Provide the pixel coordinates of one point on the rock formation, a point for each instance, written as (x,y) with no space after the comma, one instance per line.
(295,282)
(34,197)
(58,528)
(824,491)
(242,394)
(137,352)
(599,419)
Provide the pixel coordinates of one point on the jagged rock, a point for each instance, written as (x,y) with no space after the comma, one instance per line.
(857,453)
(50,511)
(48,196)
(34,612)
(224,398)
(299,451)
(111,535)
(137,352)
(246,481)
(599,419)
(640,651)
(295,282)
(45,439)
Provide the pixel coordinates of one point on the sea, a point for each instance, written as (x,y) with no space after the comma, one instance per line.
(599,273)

#####

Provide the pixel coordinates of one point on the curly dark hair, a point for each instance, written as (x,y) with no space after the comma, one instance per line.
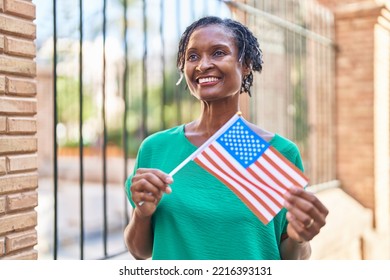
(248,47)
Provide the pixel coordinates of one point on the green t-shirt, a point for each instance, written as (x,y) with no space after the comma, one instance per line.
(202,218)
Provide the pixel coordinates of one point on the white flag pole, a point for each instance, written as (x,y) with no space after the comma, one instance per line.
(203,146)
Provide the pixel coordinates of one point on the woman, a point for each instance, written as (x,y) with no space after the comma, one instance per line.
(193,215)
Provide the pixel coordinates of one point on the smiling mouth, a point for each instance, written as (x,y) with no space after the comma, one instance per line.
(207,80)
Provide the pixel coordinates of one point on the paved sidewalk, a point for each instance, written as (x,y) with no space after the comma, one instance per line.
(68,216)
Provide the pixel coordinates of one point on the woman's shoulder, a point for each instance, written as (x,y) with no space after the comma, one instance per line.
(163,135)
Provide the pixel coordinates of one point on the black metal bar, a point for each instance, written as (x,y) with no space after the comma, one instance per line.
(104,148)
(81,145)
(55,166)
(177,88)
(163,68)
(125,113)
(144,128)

#####

- _Problem requirements_: List every line of the items above that contains the word "woman", matching case exactly.

- _Complete output_:
Provide the pixel coordinates of one point on the woman, a point for each instance, written as (x,y) with no space after the comma, one instance per line.
Provide the pixel coordinates of one point on the woman's shoulder, a point for each instance, written as (x,y) with no space after the comma, one instance per line.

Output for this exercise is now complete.